START Study material

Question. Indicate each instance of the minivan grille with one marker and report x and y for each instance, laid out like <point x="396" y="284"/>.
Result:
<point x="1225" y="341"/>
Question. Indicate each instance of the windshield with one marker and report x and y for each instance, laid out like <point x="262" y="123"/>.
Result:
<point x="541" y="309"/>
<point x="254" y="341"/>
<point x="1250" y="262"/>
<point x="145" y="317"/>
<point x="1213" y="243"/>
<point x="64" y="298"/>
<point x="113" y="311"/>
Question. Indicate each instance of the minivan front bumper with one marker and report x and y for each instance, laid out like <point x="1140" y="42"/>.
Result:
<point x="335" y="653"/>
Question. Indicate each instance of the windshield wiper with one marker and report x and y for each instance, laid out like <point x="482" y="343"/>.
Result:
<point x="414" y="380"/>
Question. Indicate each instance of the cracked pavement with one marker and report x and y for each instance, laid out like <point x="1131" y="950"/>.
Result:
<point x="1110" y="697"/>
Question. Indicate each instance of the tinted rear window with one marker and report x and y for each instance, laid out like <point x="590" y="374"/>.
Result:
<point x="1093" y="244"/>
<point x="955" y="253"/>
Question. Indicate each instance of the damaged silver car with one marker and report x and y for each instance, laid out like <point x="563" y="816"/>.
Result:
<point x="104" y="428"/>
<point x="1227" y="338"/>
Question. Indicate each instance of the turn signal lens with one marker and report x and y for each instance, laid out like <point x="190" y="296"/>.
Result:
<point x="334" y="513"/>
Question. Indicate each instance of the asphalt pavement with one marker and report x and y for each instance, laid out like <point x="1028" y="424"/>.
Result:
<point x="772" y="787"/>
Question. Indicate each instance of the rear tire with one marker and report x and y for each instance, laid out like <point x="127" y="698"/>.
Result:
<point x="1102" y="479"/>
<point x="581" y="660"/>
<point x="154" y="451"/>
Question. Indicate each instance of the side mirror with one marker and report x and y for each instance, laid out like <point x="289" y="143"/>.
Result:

END Study material

**Exercise prompt:**
For each line in the records that holds "pavement", show that line as it stands.

**Result:**
Question. Indicate each instance of the cracked pavement with one marker and report x and y for each instance, laid out like <point x="1131" y="950"/>.
Question. Indicate each instance of the asphalt pavement with one marker and report x and y for each instance, laid out like <point x="1028" y="424"/>.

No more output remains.